*What the task asks*.
Reproduce every line in the stretch of records from the line containing "Outline every instance of the distant" through the line containing "M 118 465 L", both included. Shift each coordinate in the path answers by adding 79 to it, and leave all other text unchanged.

*Records supplied*.
◆ ◆ ◆ ◆ ◆ ◆ ◆
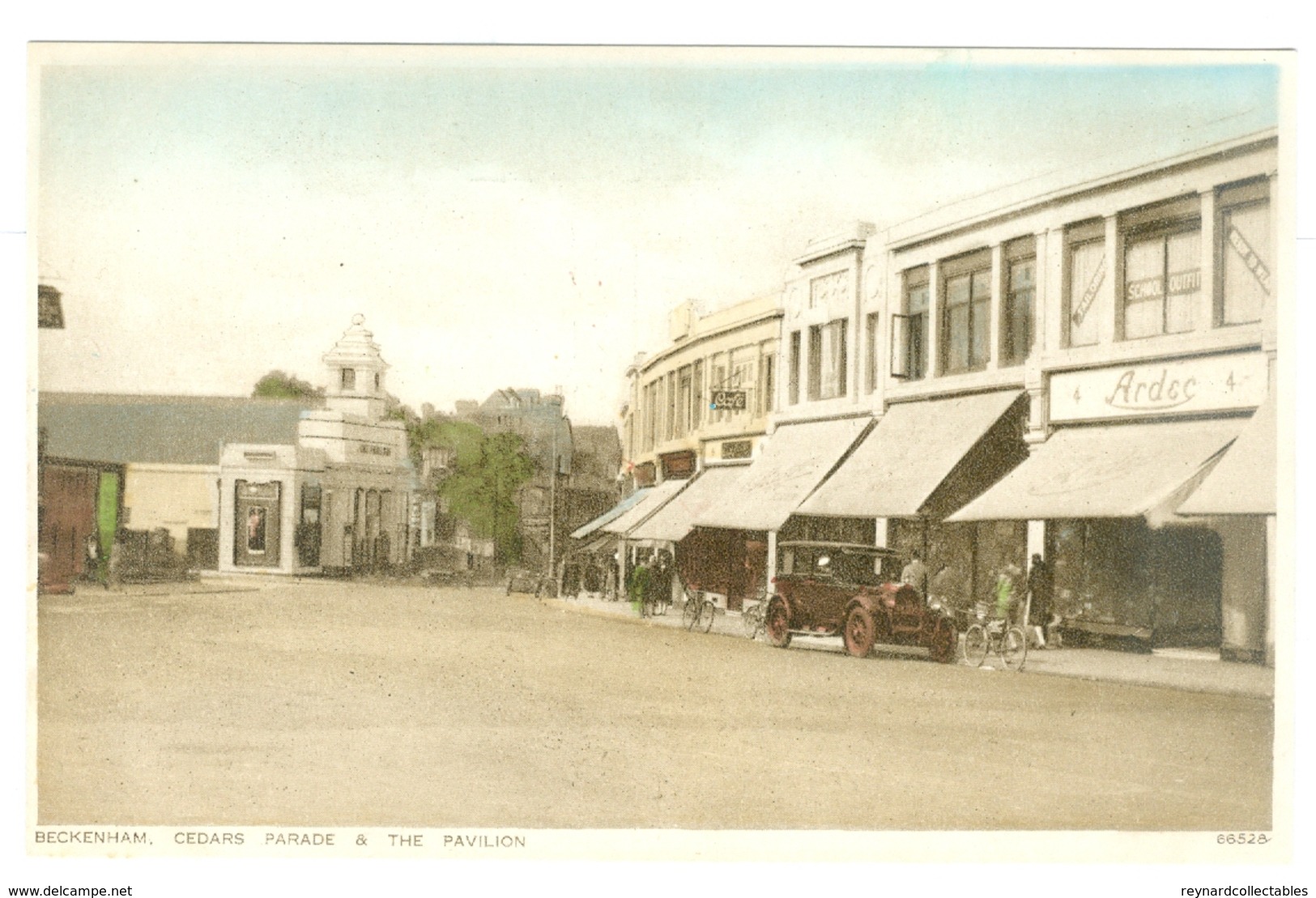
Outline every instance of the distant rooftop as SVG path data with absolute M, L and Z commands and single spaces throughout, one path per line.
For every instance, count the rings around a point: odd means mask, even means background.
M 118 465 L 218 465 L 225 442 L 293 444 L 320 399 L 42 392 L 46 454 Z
◆ ◆ ◆ ◆ ◆ ◆ ◆
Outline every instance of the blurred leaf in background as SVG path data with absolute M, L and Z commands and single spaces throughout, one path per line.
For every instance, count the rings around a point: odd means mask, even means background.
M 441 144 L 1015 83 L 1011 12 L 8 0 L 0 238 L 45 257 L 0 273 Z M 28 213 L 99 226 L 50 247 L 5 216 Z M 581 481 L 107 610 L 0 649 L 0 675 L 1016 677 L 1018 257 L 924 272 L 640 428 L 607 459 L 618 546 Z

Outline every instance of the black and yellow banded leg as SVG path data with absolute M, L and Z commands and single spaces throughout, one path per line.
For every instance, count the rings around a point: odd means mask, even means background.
◆ ◆ ◆ ◆ ◆ ◆ ◆
*Response to this exercise*.
Outline every instance of the distant rooftop as SVG path data with absolute M, L and Z commands and single spaces throughout, one path per line.
For every instance, count the rings around a point: odd means mask, even means background.
M 197 544 L 297 544 L 304 521 L 372 523 L 399 478 L 121 471 L 125 533 Z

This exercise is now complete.